▶ [TASK DESCRIPTION]: In the Bangkok news article below, what does the phrase "pliaan tom hai pen ter" mean?

▶ [TEXT UNDER STUDY]:
Content starts
BANGKOK — Despite being a member of one of the most “socially acceptable” LGBT communities, Athitaya Yewthichai said she still gets demeaning looks from people around her.
It was while learning how to drive that the Thammasat University grad student, a tomboy, said the attitudes and misperceptions regarding her sexual identity came into sharp focus for her.
“When I had long hair, the driving instructor treated me like a lady, but the next day I cut my hair short, and his whole behavior toward me changed,” she said in a recent interview. Surprised by her masculine transformation, the instructor told her she would need to start acting like a man by doing such things as carrying heavy things around for herself. “[The situation] made me realize that everyone needs to be treated equally regardless of what their sexuality is.”
While experts say education on gender and sexual identity issues is behind the times in Asia, Athitaya credits a Thammasat University postgraduate program for a better understanding of the spectrum of identities that capture the true range of human expression.
Her thesis in the university’s Women, Gender and Sexuality Studies program examines people who want to forcibly change a tomboy into a heteronormative girl. She said many Thais continue to think it’s bad karma or a sign of filial disloyalty for a daughter to embrace a different gender identity. She describes a phenomenon called pliaan tom hai pen ter (change tomboy to girl) in which people use sexual means, from attempted seduction to forced coercion, to “turn” tomboys into hetero girls.
“There was a case where a dad raped his daughter,” she said.
Though under the guise of gender studies, Athitaya said the program, which the university began over a decade ago and believes the first of its kind in Southeast Asia, opened discussion about the LGBT community in a region where textbooks often still represent LGBT people as mentally ill.
Content ends
▶ [EXTRACTED MATERIAL]:
Content starts
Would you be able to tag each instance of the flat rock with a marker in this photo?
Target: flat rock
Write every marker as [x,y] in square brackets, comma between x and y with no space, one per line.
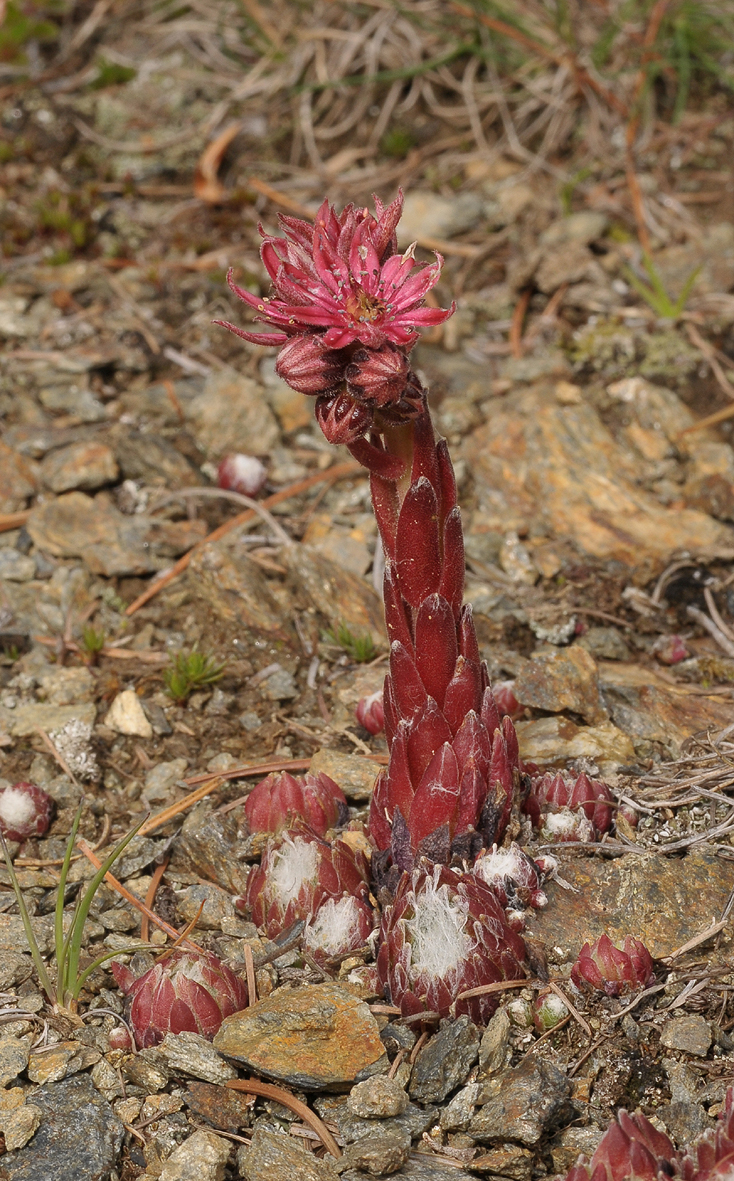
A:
[655,713]
[335,593]
[203,1156]
[354,774]
[559,464]
[28,719]
[531,1098]
[663,901]
[125,716]
[277,1157]
[314,1037]
[689,1033]
[109,541]
[562,679]
[445,1061]
[231,413]
[79,1135]
[18,480]
[85,465]
[235,587]
[554,742]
Content ends
▶ [COMPLETED EXERCISE]: Change tomboy to girl.